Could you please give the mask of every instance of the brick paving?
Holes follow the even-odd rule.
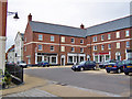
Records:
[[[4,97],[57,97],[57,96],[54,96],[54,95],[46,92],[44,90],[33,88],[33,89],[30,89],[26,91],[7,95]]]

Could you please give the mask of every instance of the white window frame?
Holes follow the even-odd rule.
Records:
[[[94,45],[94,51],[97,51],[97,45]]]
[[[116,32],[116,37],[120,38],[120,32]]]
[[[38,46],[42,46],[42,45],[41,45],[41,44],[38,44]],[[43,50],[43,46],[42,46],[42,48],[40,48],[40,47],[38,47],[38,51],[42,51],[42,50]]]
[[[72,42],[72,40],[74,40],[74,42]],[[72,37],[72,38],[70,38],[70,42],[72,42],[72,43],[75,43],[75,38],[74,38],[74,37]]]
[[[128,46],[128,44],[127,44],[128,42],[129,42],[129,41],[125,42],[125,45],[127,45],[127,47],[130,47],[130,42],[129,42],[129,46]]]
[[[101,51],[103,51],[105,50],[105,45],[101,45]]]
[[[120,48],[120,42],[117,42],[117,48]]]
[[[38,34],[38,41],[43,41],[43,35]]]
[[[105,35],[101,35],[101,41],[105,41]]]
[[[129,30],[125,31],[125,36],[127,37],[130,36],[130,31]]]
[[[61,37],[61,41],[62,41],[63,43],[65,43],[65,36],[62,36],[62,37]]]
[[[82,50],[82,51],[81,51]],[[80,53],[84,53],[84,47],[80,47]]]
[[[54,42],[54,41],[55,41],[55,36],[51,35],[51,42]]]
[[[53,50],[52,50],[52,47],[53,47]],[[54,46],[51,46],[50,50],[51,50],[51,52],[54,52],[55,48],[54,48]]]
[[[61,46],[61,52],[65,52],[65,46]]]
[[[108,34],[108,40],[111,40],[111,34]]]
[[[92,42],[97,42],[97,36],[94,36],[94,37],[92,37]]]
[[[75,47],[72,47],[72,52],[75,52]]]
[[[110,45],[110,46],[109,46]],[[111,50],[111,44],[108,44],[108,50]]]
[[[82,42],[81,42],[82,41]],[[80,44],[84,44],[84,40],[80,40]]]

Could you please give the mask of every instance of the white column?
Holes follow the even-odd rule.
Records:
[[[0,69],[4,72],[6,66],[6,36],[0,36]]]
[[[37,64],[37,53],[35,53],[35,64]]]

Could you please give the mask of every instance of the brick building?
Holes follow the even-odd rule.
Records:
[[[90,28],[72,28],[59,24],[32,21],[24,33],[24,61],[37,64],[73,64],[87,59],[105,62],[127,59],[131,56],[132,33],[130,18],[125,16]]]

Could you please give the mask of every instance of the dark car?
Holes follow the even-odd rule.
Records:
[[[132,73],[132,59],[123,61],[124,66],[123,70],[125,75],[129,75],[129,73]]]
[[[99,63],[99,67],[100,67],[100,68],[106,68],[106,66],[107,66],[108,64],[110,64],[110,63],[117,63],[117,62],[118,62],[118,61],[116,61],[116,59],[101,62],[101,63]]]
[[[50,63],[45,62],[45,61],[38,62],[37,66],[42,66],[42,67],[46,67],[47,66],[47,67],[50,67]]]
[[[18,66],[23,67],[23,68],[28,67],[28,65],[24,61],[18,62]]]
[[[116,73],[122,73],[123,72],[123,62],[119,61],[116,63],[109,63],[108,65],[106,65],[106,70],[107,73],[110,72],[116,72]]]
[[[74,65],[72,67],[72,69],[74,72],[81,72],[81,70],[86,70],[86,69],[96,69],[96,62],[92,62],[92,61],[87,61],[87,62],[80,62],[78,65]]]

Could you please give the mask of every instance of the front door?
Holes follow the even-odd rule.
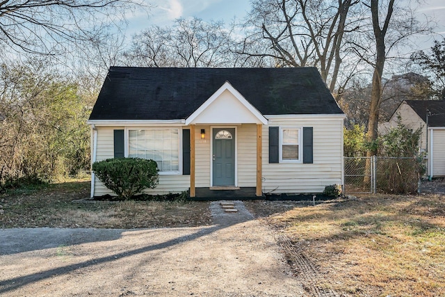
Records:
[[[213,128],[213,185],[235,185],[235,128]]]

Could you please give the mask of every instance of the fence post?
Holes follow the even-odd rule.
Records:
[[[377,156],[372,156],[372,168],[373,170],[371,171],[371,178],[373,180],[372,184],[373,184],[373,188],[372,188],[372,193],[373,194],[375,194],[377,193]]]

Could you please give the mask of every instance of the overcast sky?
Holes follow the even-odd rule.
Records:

****

• [PROBLEM DESCRIPTION] Could you pull out every line of the entries above word for word, omitting the pictures?

• [OUTPUT OF THE TASK]
Could you please give the mask of every instance of the brick paving?
Holes follow the even-odd rule.
Records:
[[[4,97],[57,97],[57,96],[54,96],[54,95],[46,92],[44,90],[33,88],[33,89],[30,89],[26,91],[7,95]]]

Could you please give the mask of every instance of the white window frame?
Holes follow the even-odd rule.
Records:
[[[94,45],[94,51],[97,51],[97,45]]]
[[[116,32],[116,37],[120,38],[120,32]]]
[[[38,46],[42,46],[42,45],[41,45],[41,44],[38,44]],[[43,50],[43,46],[42,46],[42,48],[40,48],[40,47],[38,47],[38,51],[42,51],[42,50]]]
[[[72,42],[72,40],[74,40],[74,42]],[[72,37],[72,38],[70,38],[70,42],[72,42],[72,43],[75,43],[75,38],[74,38],[74,37]]]
[[[128,46],[128,44],[127,44],[128,42],[129,42],[129,41],[125,42],[125,45],[127,45],[127,47],[130,47],[130,42],[129,42],[129,46]]]
[[[101,51],[103,51],[105,50],[105,45],[101,45]]]
[[[120,48],[120,42],[117,42],[117,48]]]
[[[38,34],[38,41],[43,41],[43,35]]]
[[[105,35],[101,35],[101,41],[105,41]]]
[[[129,30],[125,31],[125,36],[127,37],[130,36],[130,31]]]
[[[61,37],[61,41],[62,41],[63,43],[65,43],[65,36],[62,36],[62,37]]]
[[[82,50],[82,51],[81,51]],[[80,53],[84,53],[84,47],[80,47]]]
[[[54,42],[54,41],[55,41],[55,36],[51,35],[51,42]]]
[[[53,50],[52,50],[52,47],[53,47]],[[54,46],[51,46],[50,50],[51,50],[51,52],[54,52],[55,48],[54,48]]]
[[[61,46],[61,52],[65,52],[65,46]]]
[[[108,34],[108,40],[111,40],[111,34]]]
[[[92,42],[97,42],[97,36],[94,36],[94,37],[92,37]]]
[[[75,47],[72,47],[72,52],[75,52]]]
[[[110,45],[110,46],[109,46]],[[111,50],[111,44],[108,44],[108,50]]]
[[[82,42],[81,42],[82,41]],[[80,44],[84,44],[84,40],[80,40]]]

Could you please give the mask of every instance of the white column?
Holes follow the even-odd rule.
Records:
[[[0,69],[4,72],[6,66],[6,36],[0,36]]]
[[[37,64],[37,53],[35,53],[35,64]]]

Could you please give the mask of every instance of the brick building?
Holes follow the even-odd rule.
Records:
[[[90,28],[72,28],[59,24],[32,21],[24,33],[24,61],[37,64],[73,64],[87,59],[105,62],[127,59],[131,56],[132,33],[130,18],[125,16]]]

Could you please give the mask of every instance of the dark car?
Holes follow the even-odd rule.
Records:
[[[132,73],[132,59],[123,61],[124,66],[123,70],[125,75],[129,75],[129,73]]]
[[[99,63],[99,67],[100,67],[100,68],[106,68],[106,66],[107,66],[108,64],[110,64],[110,63],[117,63],[117,62],[118,62],[118,61],[116,61],[116,59],[101,62],[101,63]]]
[[[50,63],[45,62],[45,61],[38,62],[37,66],[42,66],[42,67],[46,67],[47,66],[47,67],[50,67]]]
[[[18,66],[23,67],[23,68],[28,67],[28,65],[24,61],[18,62]]]
[[[116,73],[122,73],[123,72],[123,62],[119,61],[116,63],[109,63],[108,65],[106,65],[106,70],[107,73],[110,72],[116,72]]]
[[[74,65],[72,67],[72,69],[74,72],[81,72],[81,70],[86,70],[86,69],[96,69],[96,62],[92,62],[92,61],[87,61],[87,62],[80,62],[78,65]]]

Could you please give the mask of every instance of the front door?
Holes follow the even-odd rule.
Records:
[[[213,128],[213,185],[235,185],[235,128]]]

Could you please give the mask of every instance of the fence post?
Holes follow the even-odd rule.
Records:
[[[377,156],[372,156],[372,168],[373,170],[371,171],[371,178],[373,180],[372,184],[373,184],[373,188],[372,188],[372,193],[373,194],[375,194],[377,193]]]

Could you please give the mask of every instance of the overcast sky?
Holes follow the even-odd rule.
Records:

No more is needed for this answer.